LISTED ENTRIES:
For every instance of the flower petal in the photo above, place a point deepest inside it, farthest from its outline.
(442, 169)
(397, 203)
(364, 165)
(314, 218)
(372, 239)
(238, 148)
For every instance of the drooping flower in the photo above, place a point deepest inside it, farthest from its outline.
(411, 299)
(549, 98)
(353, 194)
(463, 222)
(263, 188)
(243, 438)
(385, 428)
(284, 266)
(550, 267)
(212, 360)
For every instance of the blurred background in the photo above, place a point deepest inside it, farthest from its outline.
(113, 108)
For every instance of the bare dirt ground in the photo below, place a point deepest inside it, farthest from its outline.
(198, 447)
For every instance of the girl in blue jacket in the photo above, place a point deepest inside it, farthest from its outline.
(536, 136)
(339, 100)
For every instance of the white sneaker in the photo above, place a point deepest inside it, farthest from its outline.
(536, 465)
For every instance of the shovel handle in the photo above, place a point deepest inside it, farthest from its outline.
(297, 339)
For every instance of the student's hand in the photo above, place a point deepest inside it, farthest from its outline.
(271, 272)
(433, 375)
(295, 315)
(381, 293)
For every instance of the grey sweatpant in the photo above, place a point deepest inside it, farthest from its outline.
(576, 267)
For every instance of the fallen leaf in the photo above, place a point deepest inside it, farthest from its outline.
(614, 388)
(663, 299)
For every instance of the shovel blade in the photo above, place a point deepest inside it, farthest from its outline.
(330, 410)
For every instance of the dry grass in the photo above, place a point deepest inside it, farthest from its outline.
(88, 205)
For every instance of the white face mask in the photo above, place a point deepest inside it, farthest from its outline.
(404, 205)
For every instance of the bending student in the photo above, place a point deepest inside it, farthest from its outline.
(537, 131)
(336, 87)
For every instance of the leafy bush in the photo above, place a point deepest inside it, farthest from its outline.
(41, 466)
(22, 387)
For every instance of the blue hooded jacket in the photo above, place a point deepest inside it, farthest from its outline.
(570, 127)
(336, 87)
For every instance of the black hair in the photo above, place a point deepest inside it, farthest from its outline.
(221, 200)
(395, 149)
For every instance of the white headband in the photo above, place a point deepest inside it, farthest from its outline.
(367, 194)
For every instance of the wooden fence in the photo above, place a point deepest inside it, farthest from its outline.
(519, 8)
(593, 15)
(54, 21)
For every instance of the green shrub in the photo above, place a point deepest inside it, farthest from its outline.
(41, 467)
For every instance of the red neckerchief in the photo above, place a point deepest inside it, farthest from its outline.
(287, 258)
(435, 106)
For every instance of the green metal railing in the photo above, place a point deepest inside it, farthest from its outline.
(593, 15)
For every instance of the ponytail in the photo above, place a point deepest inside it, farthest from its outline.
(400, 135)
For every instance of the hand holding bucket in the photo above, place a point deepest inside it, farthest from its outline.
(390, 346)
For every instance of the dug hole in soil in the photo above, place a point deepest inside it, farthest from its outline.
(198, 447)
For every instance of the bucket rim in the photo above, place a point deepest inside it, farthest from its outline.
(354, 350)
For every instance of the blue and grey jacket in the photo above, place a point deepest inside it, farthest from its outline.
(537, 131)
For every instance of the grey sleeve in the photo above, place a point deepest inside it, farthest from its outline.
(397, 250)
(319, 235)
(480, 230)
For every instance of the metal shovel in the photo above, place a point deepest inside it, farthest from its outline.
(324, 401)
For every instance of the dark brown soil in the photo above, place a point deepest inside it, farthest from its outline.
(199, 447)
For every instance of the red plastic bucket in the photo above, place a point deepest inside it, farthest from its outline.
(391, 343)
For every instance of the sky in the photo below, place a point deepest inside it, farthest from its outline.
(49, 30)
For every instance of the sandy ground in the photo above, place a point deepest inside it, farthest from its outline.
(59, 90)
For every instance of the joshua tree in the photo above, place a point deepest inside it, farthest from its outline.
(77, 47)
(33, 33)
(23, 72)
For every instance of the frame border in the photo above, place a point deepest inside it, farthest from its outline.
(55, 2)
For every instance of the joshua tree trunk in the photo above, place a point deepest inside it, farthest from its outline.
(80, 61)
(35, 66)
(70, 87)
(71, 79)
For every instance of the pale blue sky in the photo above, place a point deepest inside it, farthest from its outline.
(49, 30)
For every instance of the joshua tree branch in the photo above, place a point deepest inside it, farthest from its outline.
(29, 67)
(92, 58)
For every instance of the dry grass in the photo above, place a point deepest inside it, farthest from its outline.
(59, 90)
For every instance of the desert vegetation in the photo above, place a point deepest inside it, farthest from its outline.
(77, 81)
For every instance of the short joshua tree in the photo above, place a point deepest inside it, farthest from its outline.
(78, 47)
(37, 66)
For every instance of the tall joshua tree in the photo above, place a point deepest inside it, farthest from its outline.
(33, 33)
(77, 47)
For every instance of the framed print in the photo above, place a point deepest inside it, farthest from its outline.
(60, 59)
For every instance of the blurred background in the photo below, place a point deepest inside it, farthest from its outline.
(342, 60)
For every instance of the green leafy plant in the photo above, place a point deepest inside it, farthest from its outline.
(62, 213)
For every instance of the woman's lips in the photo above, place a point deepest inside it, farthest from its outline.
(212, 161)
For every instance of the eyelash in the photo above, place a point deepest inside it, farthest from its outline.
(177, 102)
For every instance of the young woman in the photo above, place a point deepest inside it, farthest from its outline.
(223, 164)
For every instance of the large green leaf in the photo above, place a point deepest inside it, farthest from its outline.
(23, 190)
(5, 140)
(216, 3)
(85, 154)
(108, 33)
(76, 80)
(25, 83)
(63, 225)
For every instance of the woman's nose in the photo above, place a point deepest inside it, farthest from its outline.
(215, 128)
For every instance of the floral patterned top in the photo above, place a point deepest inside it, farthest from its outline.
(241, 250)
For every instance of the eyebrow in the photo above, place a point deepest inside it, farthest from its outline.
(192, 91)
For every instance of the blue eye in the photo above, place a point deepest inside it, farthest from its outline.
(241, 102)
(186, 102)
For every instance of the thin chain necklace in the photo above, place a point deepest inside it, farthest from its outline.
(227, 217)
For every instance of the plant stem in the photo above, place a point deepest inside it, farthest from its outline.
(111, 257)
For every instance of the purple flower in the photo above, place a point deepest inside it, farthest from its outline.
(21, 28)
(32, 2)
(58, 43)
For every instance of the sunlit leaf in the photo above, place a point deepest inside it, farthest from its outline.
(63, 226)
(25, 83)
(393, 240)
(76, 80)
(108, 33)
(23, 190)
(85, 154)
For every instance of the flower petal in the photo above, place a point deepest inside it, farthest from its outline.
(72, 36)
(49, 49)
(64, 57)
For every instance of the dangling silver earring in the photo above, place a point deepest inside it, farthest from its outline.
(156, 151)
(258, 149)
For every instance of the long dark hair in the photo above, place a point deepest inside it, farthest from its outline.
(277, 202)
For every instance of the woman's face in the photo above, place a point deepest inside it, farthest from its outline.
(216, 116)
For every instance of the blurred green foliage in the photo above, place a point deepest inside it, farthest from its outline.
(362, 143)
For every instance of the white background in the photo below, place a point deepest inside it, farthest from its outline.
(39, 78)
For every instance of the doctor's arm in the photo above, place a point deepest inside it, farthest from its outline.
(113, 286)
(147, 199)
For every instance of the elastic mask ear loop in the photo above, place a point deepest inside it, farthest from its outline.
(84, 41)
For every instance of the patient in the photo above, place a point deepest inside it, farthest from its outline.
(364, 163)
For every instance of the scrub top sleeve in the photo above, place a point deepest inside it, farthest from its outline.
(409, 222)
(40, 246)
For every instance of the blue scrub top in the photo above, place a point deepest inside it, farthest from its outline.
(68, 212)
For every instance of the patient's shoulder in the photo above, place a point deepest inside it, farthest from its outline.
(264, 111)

PROBLEM DESCRIPTION: The material shown above is to be retyped in full, without alteration.

ANSWER SECTION:
For every instance of the flower petal in the photo above, place a point deepest inside it, farthest from its outline.
(442, 169)
(397, 203)
(364, 165)
(314, 218)
(372, 239)
(238, 148)
For every instance of the drooping flower in the photo above, place a point deepest inside it, farthest from its outline.
(411, 299)
(549, 98)
(353, 194)
(463, 222)
(263, 188)
(243, 438)
(385, 428)
(284, 266)
(550, 267)
(212, 360)
For every instance of the blurred background in the photo above, place a point deepest inside it, farthest from its outline.
(113, 108)
For every instance of the bare dirt ground in the photo below, place a point deepest inside it, farthest from its outline.
(198, 447)
For every instance of the girl in blue jacket in the photo above, place a point deepest inside it, farthest from its outline.
(536, 136)
(339, 100)
For every instance of the white sneaker in the photo above, place a point deepest inside it, farthest from its outline.
(536, 465)
For every instance of the shovel handle in the photo above, place a point deepest inside it, farthest from its outline.
(297, 339)
For every instance of the student's hand in the photo above, place a point deepest inside it, farthest from its outline.
(271, 272)
(433, 375)
(295, 315)
(381, 293)
For every instance of the grey sweatpant in the photo above, place a point deepest inside it, farthest from its outline.
(576, 267)
For every instance of the fallen leaf in the photo above, place a point deepest inside it, farthest from its outline.
(614, 388)
(663, 299)
For every instance of the shovel blade in the photo above, place a point deepest inside it, farthest from its outline.
(330, 410)
For every instance of the dry grass in the photo above, place a point deepest inside it, farthest from its outline.
(88, 205)
For every instance of the white face mask in the photo above, place a point deepest inside it, farthest from its outline.
(404, 205)
For every instance of the bending student in the photo above, place a point deepest inside it, farthest from its outline.
(537, 131)
(336, 87)
For every instance of the leafy bush in the photo above, place a point deepest inside it, farthest from its outline.
(41, 466)
(22, 387)
For every instance of the blue hooded jacket in the photo above, place a point deepest inside it, farthest from its outline.
(570, 127)
(336, 87)
For every instance of the black hair in the photo above, place a point deepest inside it, farthest from its outline.
(221, 200)
(395, 149)
For every instance of the white headband in the photo above, place a point deepest inside it, farthest from its outline.
(367, 194)
For every instance of the wooden fence in the photo above, place a point deepest inside it, farthest from its outline.
(519, 8)
(593, 15)
(54, 21)
For every instance of the green shrub in the photo above, place a point deepest inside it, farthest from its outline.
(41, 467)
For every instance of the red neckerchief in the photo above, place a point deepest inside it, farthest from its outline.
(287, 258)
(435, 106)
For every instance of the green metal railing in the photo above, place a point deepest inside it, farthest from its outline.
(593, 15)
For every instance of the ponytail in the photo above, place a point deepest inside it, farthest from its outline.
(400, 135)
For every instance of the hand holding bucket in the photo above, place a point deepest inside it, farthest from its outline.
(390, 346)
For every instance of the dug hole in soil in the photo above, place a point deepest inside it, farthest from its outline.
(198, 447)
For every instance of the bucket rim in the photo above, place a point deepest inside it, farthest from its outline.
(354, 350)
For every instance of the blue and grey jacket in the photo above, place a point deepest inside it, farthest from its outline.
(537, 131)
For every instance of the grey sleeve in the photo above, place a point deepest inside it, farthest from its outline.
(397, 250)
(319, 235)
(480, 230)
For every instance of the metal shovel in the photo above, place a point deepest inside it, farthest from its outline.
(324, 401)
For every instance of the dark brown soil in the photo above, place a point deepest inside it, farthest from its outline.
(199, 447)
For every instance of the red plastic bucket in the photo above, place a point deepest inside it, farthest from its outline.
(391, 343)
For every instance of the sky in the photo below, place a point deepest inside it, farthest from its outline.
(49, 30)
For every instance of the sandy ground in the photo above, place a point deepest inside it, farthest from its outline.
(59, 90)
For every instance of the joshua tree in the photo above, place a point deepest inside it, farthest from its outline.
(77, 47)
(33, 33)
(23, 72)
For every instance of the frame border in the photo above, place a point deepest inside it, farthest from its outline.
(55, 2)
For every instance of the joshua tree trunk in the photo above, place a point deepest inside it, farthest from its outline.
(80, 61)
(35, 66)
(70, 87)
(71, 79)
For every instance of the pale blue sky in the photo above, place a point deepest inside it, farthest from its outline.
(49, 30)
For every instance of the joshua tree branch in the photo above, place a point deepest inside it, farthest from its outline.
(29, 67)
(92, 58)
For every instance of the dry grass in the photo above, place a point deepest inside it, farthest from its outline.
(59, 90)
For every instance of the desert vegetation in the photo above, place a point deepest inside it, farthest from its outline.
(77, 81)
For every instance of the short joshua tree in the photo above, place a point deepest inside it, farthest from its outline.
(78, 47)
(37, 66)
For every instance of the tall joshua tree in the photo above, place a point deepest inside it, farthest from its outline.
(33, 33)
(77, 47)
For every instance of the framed print in the photo above, place a point deepest inside it, farthest from its outline.
(60, 59)
For every instance of the blurred background in the photo below, place a point deepest inside it, farthest from its outline.
(342, 60)
For every instance of the green leafy plant in the photo above, place a point deepest inside it, farthest from its outline.
(62, 213)
For every instance of the woman's lips in the photo above, place a point deepest inside it, farthest from its outline.
(212, 161)
For every instance of the eyelash in the photo above, place a point deepest inside it, farthest from its outline.
(177, 102)
For every instance of the young woman in the photo above, place a point deepest inside it, farthest from its outline.
(223, 164)
For every instance of the large green leaf in the photo above, place a point deepest inside it, farthest from its outline.
(23, 190)
(5, 140)
(216, 3)
(85, 154)
(108, 33)
(76, 80)
(25, 83)
(63, 225)
For every instance of the woman's nose in the photo above, place a point deepest inside it, farthest from its outline.
(215, 128)
For every instance of the floral patterned top in the photo above, place a point deepest inside it, farthest from its outline.
(241, 250)
For every instance of the eyebrow in the photo above, place a point deepest inside it, farthest from its outline.
(192, 91)
For every instance of the blue eye in the photo above, place a point deepest inside it, farthest from its outline.
(241, 102)
(186, 102)
For every instance of the thin chain necklace in the photo above, place a point deepest inside it, farthest from its outline.
(227, 217)
For every instance of the plant stem in the photo above, place a point deepest inside it, farthest from its outline.
(111, 257)
For every instance of the purple flower in the photo above, place a point deepest inside it, farthest from its outline.
(21, 28)
(32, 2)
(58, 43)
For every instance of the sunlit leaf in the photo above, place a point deepest inside it, farthest from its outline.
(63, 226)
(25, 83)
(393, 240)
(76, 80)
(108, 33)
(23, 190)
(85, 154)
For every instance of the flower petal in the photo above, place a point deepest inside it, farthest from its outline.
(72, 36)
(49, 49)
(64, 57)
For every instance of the dangling silver earring in the photo above, place a point deepest inside it, farthest from its outline.
(156, 151)
(258, 149)
For every instance of the long dark hair in the photo above, place a point deepest inside it, farthest from its outline.
(277, 202)
For every instance of the woman's face in the photo above, place a point deepest inside it, farthest from its outline.
(216, 116)
For every instance of the blurred green foliage in the photo above, place a point deepest inside it, farthest from its outline.
(362, 143)
For every instance of the white background in the photo below, place a point deepest inside it, farthest from its outline.
(39, 78)
For every instance of the doctor's arm in the photo above, place a point deepest inside it, farthest from its outline.
(113, 286)
(147, 199)
For every instance of the elastic mask ear loop in the photo above, place a point deepest inside it, farthest from its outline.
(84, 41)
For every instance of the patient in the photo above, place a point deepest inside it, farthest from its outline.
(364, 163)
For every instance of the scrub top sleeve in the photo above, place a point deepest inside it, farthest from its outline.
(409, 222)
(40, 246)
For every instance of the blue scrub top in the photo above, place a point deepest inside it, farthest from its outline.
(68, 212)
For every instance of the patient's shoulder in the photo above, place a point deepest inside it, farthest from its outline.
(264, 111)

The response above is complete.